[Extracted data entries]
###

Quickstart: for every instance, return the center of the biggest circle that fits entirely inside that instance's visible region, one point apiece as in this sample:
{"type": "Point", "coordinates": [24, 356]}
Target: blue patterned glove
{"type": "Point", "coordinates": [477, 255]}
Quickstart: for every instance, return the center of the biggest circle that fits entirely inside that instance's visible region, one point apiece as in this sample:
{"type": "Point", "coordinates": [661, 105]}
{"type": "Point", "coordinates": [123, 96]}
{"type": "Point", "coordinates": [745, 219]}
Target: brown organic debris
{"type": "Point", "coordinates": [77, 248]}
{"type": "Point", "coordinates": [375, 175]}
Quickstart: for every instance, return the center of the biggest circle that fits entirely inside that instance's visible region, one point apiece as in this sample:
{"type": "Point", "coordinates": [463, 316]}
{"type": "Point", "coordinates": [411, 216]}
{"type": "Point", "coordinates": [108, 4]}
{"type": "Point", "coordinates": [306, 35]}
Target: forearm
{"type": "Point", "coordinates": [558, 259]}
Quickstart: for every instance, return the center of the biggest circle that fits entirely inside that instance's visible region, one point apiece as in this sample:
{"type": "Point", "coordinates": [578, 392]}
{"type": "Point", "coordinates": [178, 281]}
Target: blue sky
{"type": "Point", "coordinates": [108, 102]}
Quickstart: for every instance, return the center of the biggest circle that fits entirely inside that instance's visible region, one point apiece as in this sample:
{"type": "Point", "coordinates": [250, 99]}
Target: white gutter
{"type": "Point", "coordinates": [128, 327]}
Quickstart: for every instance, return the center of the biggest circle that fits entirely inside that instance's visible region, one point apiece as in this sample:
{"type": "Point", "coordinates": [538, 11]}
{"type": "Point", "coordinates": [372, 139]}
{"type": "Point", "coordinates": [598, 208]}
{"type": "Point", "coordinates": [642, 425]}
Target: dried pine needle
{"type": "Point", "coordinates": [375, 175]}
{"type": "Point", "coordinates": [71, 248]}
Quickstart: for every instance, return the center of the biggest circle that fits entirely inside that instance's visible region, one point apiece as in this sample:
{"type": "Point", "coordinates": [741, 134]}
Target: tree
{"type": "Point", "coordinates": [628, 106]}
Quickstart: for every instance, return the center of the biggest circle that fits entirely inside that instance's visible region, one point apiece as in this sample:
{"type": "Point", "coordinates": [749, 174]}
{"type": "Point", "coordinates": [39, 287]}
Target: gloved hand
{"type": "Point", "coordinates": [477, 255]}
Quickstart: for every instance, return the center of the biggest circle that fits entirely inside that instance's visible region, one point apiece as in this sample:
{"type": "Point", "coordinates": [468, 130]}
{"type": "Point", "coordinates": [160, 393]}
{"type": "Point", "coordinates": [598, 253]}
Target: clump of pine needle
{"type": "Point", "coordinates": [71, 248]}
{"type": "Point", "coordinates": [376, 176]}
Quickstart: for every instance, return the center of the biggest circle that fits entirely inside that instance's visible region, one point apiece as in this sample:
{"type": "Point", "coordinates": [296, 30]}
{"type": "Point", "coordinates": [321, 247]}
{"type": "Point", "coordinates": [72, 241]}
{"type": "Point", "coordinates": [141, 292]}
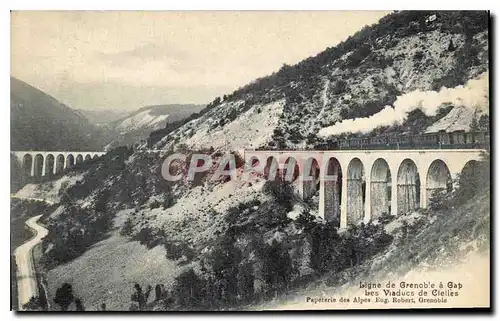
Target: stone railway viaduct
{"type": "Point", "coordinates": [360, 185]}
{"type": "Point", "coordinates": [45, 163]}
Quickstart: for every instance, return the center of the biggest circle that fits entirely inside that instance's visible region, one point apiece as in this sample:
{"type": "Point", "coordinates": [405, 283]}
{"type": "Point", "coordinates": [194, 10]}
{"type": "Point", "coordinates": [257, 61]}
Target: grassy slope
{"type": "Point", "coordinates": [445, 243]}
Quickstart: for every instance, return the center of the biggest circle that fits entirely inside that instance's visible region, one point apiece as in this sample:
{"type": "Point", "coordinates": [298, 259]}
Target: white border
{"type": "Point", "coordinates": [194, 5]}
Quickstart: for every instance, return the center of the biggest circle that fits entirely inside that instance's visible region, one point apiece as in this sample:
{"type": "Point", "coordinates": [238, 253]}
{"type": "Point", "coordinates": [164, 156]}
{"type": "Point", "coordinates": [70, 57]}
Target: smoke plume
{"type": "Point", "coordinates": [473, 95]}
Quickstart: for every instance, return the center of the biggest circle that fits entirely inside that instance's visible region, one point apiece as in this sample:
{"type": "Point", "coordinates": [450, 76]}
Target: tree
{"type": "Point", "coordinates": [484, 122]}
{"type": "Point", "coordinates": [188, 289]}
{"type": "Point", "coordinates": [451, 47]}
{"type": "Point", "coordinates": [64, 296]}
{"type": "Point", "coordinates": [158, 292]}
{"type": "Point", "coordinates": [277, 267]}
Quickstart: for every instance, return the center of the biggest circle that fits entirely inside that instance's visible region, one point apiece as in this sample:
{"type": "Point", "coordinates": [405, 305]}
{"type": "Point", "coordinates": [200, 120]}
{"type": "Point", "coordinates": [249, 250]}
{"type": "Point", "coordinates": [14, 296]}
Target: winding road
{"type": "Point", "coordinates": [27, 286]}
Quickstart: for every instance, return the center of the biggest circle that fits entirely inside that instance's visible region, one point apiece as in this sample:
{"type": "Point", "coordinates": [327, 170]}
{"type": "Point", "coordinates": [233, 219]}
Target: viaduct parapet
{"type": "Point", "coordinates": [360, 185]}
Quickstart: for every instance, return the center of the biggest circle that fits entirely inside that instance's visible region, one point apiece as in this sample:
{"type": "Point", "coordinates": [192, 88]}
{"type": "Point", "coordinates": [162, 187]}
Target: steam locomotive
{"type": "Point", "coordinates": [441, 140]}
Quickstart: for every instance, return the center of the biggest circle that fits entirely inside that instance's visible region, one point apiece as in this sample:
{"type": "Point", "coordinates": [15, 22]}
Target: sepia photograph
{"type": "Point", "coordinates": [167, 161]}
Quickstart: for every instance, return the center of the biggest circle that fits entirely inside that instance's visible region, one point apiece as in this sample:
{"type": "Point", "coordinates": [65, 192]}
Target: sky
{"type": "Point", "coordinates": [124, 60]}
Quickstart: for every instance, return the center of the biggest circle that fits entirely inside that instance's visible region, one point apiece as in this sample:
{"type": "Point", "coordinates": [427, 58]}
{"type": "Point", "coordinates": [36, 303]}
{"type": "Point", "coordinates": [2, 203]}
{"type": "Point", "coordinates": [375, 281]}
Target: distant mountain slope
{"type": "Point", "coordinates": [139, 124]}
{"type": "Point", "coordinates": [403, 60]}
{"type": "Point", "coordinates": [40, 122]}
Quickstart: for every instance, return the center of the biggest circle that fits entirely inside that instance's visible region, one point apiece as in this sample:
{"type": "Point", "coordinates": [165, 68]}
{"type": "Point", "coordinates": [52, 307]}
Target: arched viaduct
{"type": "Point", "coordinates": [357, 186]}
{"type": "Point", "coordinates": [45, 163]}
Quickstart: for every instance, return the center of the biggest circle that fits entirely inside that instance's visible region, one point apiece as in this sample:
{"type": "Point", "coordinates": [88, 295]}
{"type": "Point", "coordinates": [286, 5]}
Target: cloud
{"type": "Point", "coordinates": [473, 95]}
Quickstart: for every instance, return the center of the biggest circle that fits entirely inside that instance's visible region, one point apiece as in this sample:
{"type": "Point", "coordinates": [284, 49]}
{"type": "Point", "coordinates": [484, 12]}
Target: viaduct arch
{"type": "Point", "coordinates": [360, 185]}
{"type": "Point", "coordinates": [47, 163]}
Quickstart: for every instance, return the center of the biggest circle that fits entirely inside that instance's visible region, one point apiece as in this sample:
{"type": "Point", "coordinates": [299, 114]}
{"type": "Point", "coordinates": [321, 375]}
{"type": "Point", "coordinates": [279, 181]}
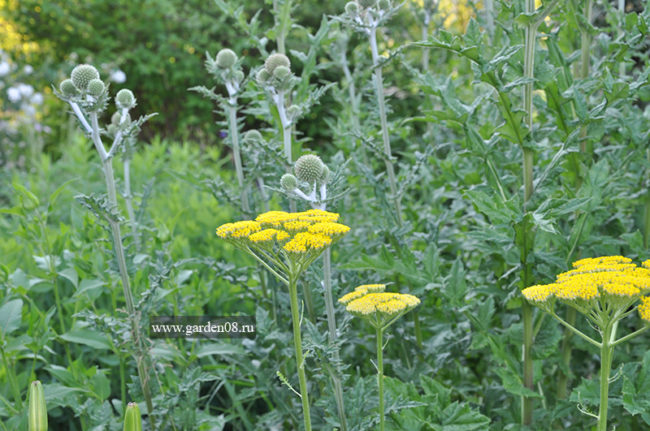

###

_What is needed_
Count how many lines in the entries above contain the string "viaduct", treating uppercase and lowercase as different, and give only the number.

_Answer below_
4